[Data records]

★ ★ ★ ★ ★

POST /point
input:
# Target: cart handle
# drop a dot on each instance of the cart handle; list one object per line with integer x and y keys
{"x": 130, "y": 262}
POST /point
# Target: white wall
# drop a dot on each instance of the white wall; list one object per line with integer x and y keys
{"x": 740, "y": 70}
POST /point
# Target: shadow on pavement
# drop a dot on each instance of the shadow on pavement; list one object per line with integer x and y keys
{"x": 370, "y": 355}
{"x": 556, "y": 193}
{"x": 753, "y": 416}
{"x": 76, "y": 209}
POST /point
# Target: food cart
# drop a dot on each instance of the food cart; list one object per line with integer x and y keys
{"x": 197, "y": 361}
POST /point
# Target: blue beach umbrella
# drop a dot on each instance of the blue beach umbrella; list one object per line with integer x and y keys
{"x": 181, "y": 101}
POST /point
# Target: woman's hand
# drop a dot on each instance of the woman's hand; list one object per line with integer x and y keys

★ ★ ★ ★ ★

▸ **WHAT TO WORK ON**: Could you write out the full data verbatim?

▸ **SOLUTION FOR THIS PROBLEM**:
POST /point
input:
# Target: cart handle
# drop a dot on each instance of the cart handle; list one object per line with integer x and y keys
{"x": 130, "y": 262}
POST /point
# Target: white wall
# drop a dot on each instance of the white wall; list one object per line with integer x and y keys
{"x": 740, "y": 70}
POST /point
# Target: shadow on pavement
# drop a dot on each instance of the shadow on pavement; list one object per line with integer x and y keys
{"x": 370, "y": 355}
{"x": 556, "y": 193}
{"x": 753, "y": 416}
{"x": 76, "y": 209}
POST /point
# Target: food cart
# drop a dot on each instance of the food cart; list one object per line with integer x and y keys
{"x": 197, "y": 361}
POST /point
# Target: blue beach umbrella
# drop a dot on each instance of the blue beach umbrella; list one object per line with integer x and y keys
{"x": 181, "y": 101}
POST /point
# Target: woman's hand
# drop a dot on each instance of the woman's hand; list one object per line with integer x and y keys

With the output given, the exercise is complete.